DOCUMENT:

==*==

I have read Dan Piepenbring’s review of Dan Nadel’s biography of me [“New Books,” April], and just to set the record straight, the “victim” who said, “You don’t cop a feel. You cop a ride,” was a big strong woman who INVITED me to hop on her back and then danced around humming a tune just to show how easy it was for her. I was thrilled, of course, “pervert” that I am. She worked for the parks department in San Francisco and boasted of how part of her job involved carrying ninety-pound sacks of manure, which she said was no big deal for her! Wow! Oh, I love big strong ladies.

And in case you are unaware of it, there are many such women who actually ENJOY being very strong and seem happy to show off their prowess to an appreciative male. Many of these strong women have told me that it was refreshing for them to finally meet a man who was so attracted to them for their powerful physique, and they would often eagerly volunteer to show what they could do. And of course, I had no end of ideas and suggestions for things to do!

==*==

EXERCISE SET:
A. List every expression that the letter about the biography review places inside quotation marks.
B. Decide whether each statement agrees with the letter about the biography review, and support each yes or no with the deciding words of the letter.
(i) The woman worked for the parks department in San Francisco.
(ii) The woman said that carrying the manure sacks was hard for her.
(iii) The review appeared under "New Books" in April.
C. Write out the passage of the letter about the biography review from "And in case" up to and including "things to do!".

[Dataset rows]
==*==

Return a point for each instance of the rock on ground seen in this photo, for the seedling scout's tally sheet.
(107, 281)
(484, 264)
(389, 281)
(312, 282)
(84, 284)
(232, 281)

==*==

SOLUTIONS BY TASK:
A.
- New Books
- victim
- You don’t cop a feel. You cop a ride.
- pervert

B.
(i) Yes: "She worked for the parks department in San Francisco"
(ii) No: "which she said was no big deal for her!"
(iii) Yes: "[“New Books,” April]"

C.
And in case you are unaware of it, there are many such women who actually ENJOY being very strong and seem happy to show off their prowess to an appreciative male. Many of these strong women have told me that it was refreshing for them to finally meet a man who was so attracted to them for their powerful physique, and they would often eagerly volunteer to show what they could do. And of course, I had no end of ideas and suggestions for things to do!